▶ **Stated goal**: Return each line of the records with nothing changed, pictures excepted.
+ + + + + + +
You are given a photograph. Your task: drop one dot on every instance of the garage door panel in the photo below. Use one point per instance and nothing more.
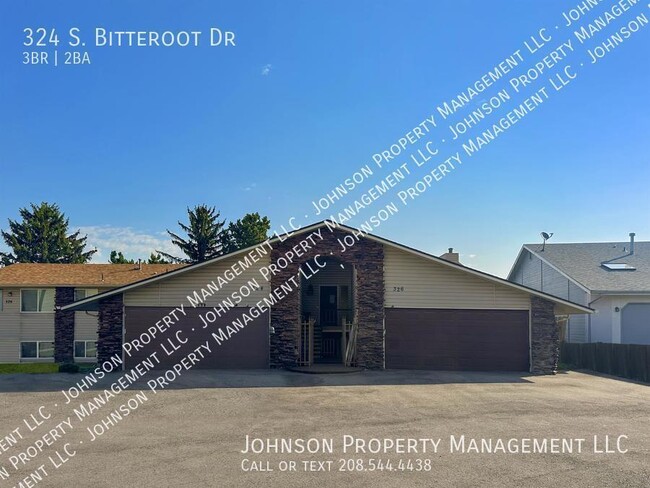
(469, 340)
(247, 349)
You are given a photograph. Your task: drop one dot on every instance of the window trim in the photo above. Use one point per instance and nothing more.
(36, 311)
(38, 351)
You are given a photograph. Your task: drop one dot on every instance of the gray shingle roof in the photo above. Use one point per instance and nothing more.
(582, 262)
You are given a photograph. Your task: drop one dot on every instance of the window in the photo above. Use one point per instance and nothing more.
(37, 300)
(81, 293)
(85, 349)
(36, 350)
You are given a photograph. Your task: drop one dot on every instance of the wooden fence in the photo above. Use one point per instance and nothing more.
(626, 360)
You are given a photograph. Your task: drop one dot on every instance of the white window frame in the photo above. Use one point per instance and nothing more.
(38, 351)
(85, 358)
(36, 311)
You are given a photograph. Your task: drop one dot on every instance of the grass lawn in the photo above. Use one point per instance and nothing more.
(29, 368)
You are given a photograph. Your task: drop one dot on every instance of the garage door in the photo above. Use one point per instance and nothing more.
(635, 323)
(247, 349)
(457, 340)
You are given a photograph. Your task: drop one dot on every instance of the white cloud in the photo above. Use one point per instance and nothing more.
(134, 244)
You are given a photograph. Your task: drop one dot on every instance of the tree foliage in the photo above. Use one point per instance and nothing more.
(42, 237)
(157, 259)
(118, 258)
(245, 232)
(204, 236)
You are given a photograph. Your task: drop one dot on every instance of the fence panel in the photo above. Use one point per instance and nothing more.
(625, 360)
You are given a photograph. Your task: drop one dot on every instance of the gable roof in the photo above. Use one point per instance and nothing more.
(567, 306)
(582, 263)
(79, 275)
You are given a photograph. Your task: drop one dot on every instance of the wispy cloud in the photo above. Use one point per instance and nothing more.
(132, 243)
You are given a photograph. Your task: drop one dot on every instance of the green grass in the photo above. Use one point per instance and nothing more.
(29, 368)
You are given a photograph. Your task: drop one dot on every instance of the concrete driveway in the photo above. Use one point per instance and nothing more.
(192, 435)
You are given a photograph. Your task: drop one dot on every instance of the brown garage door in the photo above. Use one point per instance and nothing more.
(247, 349)
(453, 340)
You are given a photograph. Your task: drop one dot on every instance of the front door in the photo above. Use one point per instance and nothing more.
(331, 336)
(328, 306)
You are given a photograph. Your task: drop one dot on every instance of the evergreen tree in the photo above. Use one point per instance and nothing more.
(157, 259)
(118, 258)
(42, 237)
(204, 236)
(245, 232)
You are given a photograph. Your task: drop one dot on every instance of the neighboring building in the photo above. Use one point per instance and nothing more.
(613, 278)
(376, 304)
(29, 294)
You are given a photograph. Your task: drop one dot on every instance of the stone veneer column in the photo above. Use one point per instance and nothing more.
(109, 329)
(545, 337)
(63, 326)
(368, 258)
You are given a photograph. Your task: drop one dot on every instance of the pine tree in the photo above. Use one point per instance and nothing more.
(204, 236)
(118, 258)
(247, 231)
(42, 237)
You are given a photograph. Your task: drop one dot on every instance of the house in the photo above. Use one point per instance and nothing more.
(613, 278)
(29, 294)
(328, 293)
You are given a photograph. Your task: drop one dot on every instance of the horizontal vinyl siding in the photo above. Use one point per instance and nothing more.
(9, 351)
(85, 326)
(9, 325)
(174, 291)
(431, 285)
(37, 326)
(535, 273)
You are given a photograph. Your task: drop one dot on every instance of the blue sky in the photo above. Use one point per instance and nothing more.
(309, 93)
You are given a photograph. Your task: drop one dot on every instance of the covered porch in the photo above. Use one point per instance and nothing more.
(328, 326)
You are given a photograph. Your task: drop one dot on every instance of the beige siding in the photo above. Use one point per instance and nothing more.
(427, 284)
(174, 291)
(85, 326)
(9, 351)
(37, 326)
(9, 325)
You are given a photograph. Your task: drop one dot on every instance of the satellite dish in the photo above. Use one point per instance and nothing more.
(546, 236)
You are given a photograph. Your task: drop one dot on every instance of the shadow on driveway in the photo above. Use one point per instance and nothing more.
(261, 379)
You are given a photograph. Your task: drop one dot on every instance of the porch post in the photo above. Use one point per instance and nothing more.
(109, 328)
(63, 326)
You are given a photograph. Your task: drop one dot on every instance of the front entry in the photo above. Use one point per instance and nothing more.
(329, 326)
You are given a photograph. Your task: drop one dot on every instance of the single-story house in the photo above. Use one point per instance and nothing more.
(613, 278)
(30, 293)
(329, 293)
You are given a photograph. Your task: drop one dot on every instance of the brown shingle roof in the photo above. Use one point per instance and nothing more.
(96, 275)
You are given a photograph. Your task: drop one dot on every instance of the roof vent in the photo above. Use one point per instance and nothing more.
(450, 255)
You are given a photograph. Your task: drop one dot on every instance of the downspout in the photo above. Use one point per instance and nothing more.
(589, 316)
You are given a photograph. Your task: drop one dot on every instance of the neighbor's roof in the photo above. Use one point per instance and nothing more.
(583, 263)
(565, 306)
(95, 275)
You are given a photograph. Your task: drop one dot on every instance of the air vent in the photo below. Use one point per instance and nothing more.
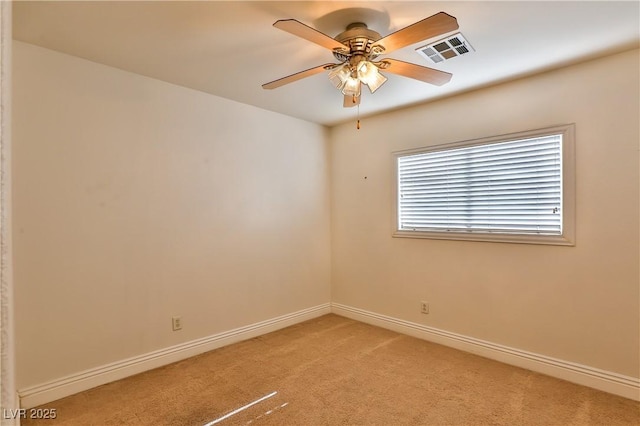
(443, 49)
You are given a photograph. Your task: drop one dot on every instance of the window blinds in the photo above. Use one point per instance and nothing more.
(505, 187)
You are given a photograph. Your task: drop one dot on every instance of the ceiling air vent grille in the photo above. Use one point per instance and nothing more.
(447, 48)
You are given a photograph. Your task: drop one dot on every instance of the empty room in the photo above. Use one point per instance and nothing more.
(320, 213)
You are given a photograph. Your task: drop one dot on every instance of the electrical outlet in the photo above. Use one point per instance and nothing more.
(176, 323)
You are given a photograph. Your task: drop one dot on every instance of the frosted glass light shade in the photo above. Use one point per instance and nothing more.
(369, 75)
(351, 87)
(376, 82)
(339, 75)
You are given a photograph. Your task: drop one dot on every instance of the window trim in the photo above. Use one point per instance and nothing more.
(567, 238)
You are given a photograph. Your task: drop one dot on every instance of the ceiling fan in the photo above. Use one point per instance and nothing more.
(358, 47)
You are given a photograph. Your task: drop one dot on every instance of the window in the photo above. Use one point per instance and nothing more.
(512, 188)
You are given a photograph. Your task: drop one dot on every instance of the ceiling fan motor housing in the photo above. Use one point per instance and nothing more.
(360, 41)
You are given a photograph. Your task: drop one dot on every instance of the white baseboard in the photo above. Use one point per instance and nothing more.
(78, 382)
(628, 387)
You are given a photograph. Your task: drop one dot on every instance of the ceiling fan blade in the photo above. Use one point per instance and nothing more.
(418, 72)
(306, 32)
(433, 26)
(297, 76)
(351, 101)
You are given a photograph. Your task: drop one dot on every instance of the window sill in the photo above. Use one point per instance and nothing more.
(556, 240)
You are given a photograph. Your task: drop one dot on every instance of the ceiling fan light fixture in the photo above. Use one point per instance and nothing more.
(351, 87)
(377, 81)
(340, 75)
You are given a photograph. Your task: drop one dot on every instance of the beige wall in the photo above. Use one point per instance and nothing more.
(578, 304)
(137, 200)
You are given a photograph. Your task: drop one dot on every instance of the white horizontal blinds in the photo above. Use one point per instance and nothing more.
(505, 187)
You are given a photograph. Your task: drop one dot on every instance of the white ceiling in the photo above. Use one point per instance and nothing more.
(229, 48)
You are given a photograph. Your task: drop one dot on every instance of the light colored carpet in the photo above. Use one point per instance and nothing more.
+ + + + + + +
▶ **Written response**:
You are given a photograph. Your task: drop one dot on every instance of the garage door panel in the photo below. Use one point per instance and nothing more.
(469, 340)
(247, 349)
You are given a photograph. Your task: drop one dot on every instance of the window trim in the photo above. Use one point per instance and nothing more.
(36, 311)
(38, 351)
You are given a photograph. Your task: drop one dot on every instance of the gray shingle roof in the photo above. Use one point per instance and nothing more.
(582, 262)
You are given a photograph. Your task: drop one dot on every instance of the window in the photo above. Use one point per instance and nothing more.
(37, 300)
(81, 293)
(85, 349)
(36, 350)
You are given a photograph. Your task: drop one dot on every instance of the wooden fence in the photo above. Use one point per instance and nothing more.
(626, 360)
You are given a photograph. Your task: drop one dot on every instance of the white window frame in the photo above. Use one point per instance and nothing more.
(38, 351)
(85, 358)
(36, 311)
You are given a photograph. Your task: drop one dot on every instance of the grass lawn in the photo above. Use one point per instance and nothing more.
(29, 368)
You are given a photograph. Your task: drop one dot on every instance of the garage door in the photo above. Use one point per instance and nothing more.
(635, 323)
(247, 349)
(457, 340)
You are given a photograph. Your task: drop one dot on every instance of the white cloud in the photo above. Use one point per instance and nothing more.
(134, 244)
You are given a photograph. Your task: drop one dot on every instance of the tree foliage in the photo above. Use one point per instance and nothing more.
(42, 237)
(157, 259)
(118, 258)
(245, 232)
(204, 236)
You are given a photograph. Your task: drop one dot on every instance of the fence panel in the photo above. Use one point per instance and nothing more.
(625, 360)
You are given a photograph. Your task: drop one dot on every instance of the gable roof in the photo above. Use one point per instance and nothing more.
(567, 306)
(582, 263)
(79, 275)
You are given a photograph. Your task: drop one dot on every instance of the wispy cloud in the photo above. Use one point per instance and nothing more.
(132, 243)
You are given a photograph. Your task: drop one dot on every instance of the green grass in the photo above. Use one point per instance and nothing more.
(29, 368)
You are given a photograph. Your task: drop one dot on every instance of the concrete driveway in the photo above. Use one point per instance and nothing more.
(192, 435)
You are given a photograph. Your task: drop one dot on every instance of the brown garage door in the photo above. Use one point per instance and nothing more.
(247, 349)
(453, 340)
You are given a photograph. Your task: drop one dot on every instance of the front door in the photo above. Use one point per instance and nothing more.
(331, 336)
(328, 306)
You are given a photograph. Your task: drop one dot on every instance of the evergreen tree in the photo above. Use one point per instance and nothing more.
(157, 259)
(118, 258)
(42, 237)
(204, 236)
(245, 232)
You are given a photograph. Your task: drop one dot on every instance of the neighboring building in the photo above. Use one point per instance and nothing more.
(613, 278)
(376, 304)
(29, 294)
You are given a photograph. Your task: drop one dot on every instance of the stone veneer column in the photo above. Use one point per instance and nothing more.
(109, 329)
(545, 337)
(63, 326)
(368, 258)
You are given a photograph. Your task: drop one dot on every instance of the pine tree in the photo above. Use one point per instance and nothing more.
(204, 236)
(118, 258)
(247, 231)
(42, 237)
You are given a photograph. Your task: drop one dot on every instance of the house in the photo above. Use one point per instance and nothing more.
(613, 278)
(29, 294)
(328, 293)
You are given a photograph. Your task: drop one dot on every instance of the horizontal vinyl siding in the photo above. Use one point per instance and nothing more.
(9, 351)
(85, 326)
(9, 325)
(174, 291)
(431, 285)
(37, 326)
(535, 273)
You are given a photograph. Your task: drop one dot on every instance of the blue sky in the photo above. Use one point per instance and nothing more.
(309, 93)
You are given a photograph. Your task: drop one dot on every instance of the covered porch in the photo above. Use one point per instance and nothing more.
(328, 326)
You are given a photograph. Your task: drop one dot on every instance of the beige siding in the photo above. Use one point per instance and nothing more.
(427, 284)
(174, 291)
(85, 326)
(9, 351)
(37, 326)
(9, 325)
You are given a photograph. Your task: drop one dot on every instance of the satellite dish in the photo above. Use one point per instance and nothing more.
(546, 236)
You are given a photograph. Your task: drop one dot on every instance of the shadow on driveway in the photo above. Use one point per instance and nothing more.
(261, 379)
You are given a photograph. Your task: drop one dot on every instance of the porch post in the photo above. Use one point per instance and nothing more.
(109, 328)
(63, 326)
You are given a photograph. Your task: drop one dot on every instance of the front entry in the photo above. Use one point per instance and nothing more.
(329, 326)
You are given a photograph. Your task: drop one dot on every instance of the single-story house in the photo above. Use one point per instance and nothing more.
(613, 278)
(30, 293)
(329, 293)
You are given a photograph. Your task: drop one dot on every instance of the brown shingle roof in the photo above. Use one point per instance and nothing more.
(96, 275)
You are given a photograph. Your task: drop one dot on every instance of the roof vent in the photo above. Use one point per instance and nothing more.
(450, 255)
You are given a photograph. Your task: drop one dot on every instance of the downspout in the photo above. Use one point per instance and nothing more.
(589, 316)
You are given a photograph. Your task: drop one dot on every instance of the neighbor's roof in the photo above. Use one point per instance and nothing more.
(583, 263)
(565, 306)
(95, 275)
You are given a photograph. Your task: drop one dot on every instance of the air vent in the photo below. Use one point per instance and nothing more.
(443, 49)
You are given a photograph. Your task: drop one dot on every instance of the window blinds in the photo above. Use one point per instance and nothing more.
(505, 187)
You are given a photograph. Your task: drop one dot on every instance of the ceiling air vent grille in the photo above. Use one point per instance and nothing more.
(447, 48)
You are given a photograph. Your task: drop one dot on every instance of the empty room in the photo above. Use one point per instance and nothing more.
(320, 213)
You are given a photograph. Your task: drop one dot on every instance of the electrical outlet in the photo above. Use one point per instance and nothing more.
(176, 323)
You are given a photograph. Your task: drop one dot on every instance of the frosted glass light shade in the photo above. Use one point per instance and nothing more.
(369, 75)
(351, 87)
(376, 82)
(339, 75)
You are given a photograph. Your task: drop one dot on every instance of the window trim in the photo above. Use one point per instance and nothing more.
(567, 238)
You are given a photograph. Your task: drop one dot on every instance of the ceiling fan in the photo above. Use one point per instance and nothing more.
(358, 47)
You are given a photograph. Your task: drop one dot on every instance of the window in the photo above. Use one point per instance and nothing more.
(512, 188)
You are given a photograph. Your task: drop one dot on every instance of the ceiling fan motor housing in the photo above. Use one point per instance and nothing more.
(360, 41)
You are given a photograph. Your task: drop one dot on every instance of the white baseboard in the photo above. Use one point per instance and nothing more.
(78, 382)
(628, 387)
You are given a photograph. Your task: drop one dot on every instance of the ceiling fan blade in the photo above. Use one point per instance and nothing more.
(418, 72)
(306, 32)
(433, 26)
(297, 76)
(351, 101)
You are given a photograph. Your task: drop one dot on every instance of the window sill in the photo above. Use one point per instance and nothing more.
(556, 240)
You are given a photograph. Your task: drop one dot on every instance of the ceiling fan light fixture in the photo above. Use one point per instance and nothing more.
(351, 87)
(377, 81)
(340, 75)
You are given a photograph. Your task: drop one dot on every instance of the beige wall in the photo above. Use one point per instance and nothing more.
(578, 304)
(137, 200)
You are given a photograph. Your task: drop one dot on every instance of the white horizontal blinds in the photo above. Use one point per instance and nothing more.
(505, 187)
You are given a photograph. Your task: drop one dot on every instance of the white ceiling in the photo above. Use one point per instance and nothing more.
(229, 48)
You are given a photograph. Your task: drop one dot on every instance of the light colored carpet in the photo above. Use one point per instance and nothing more.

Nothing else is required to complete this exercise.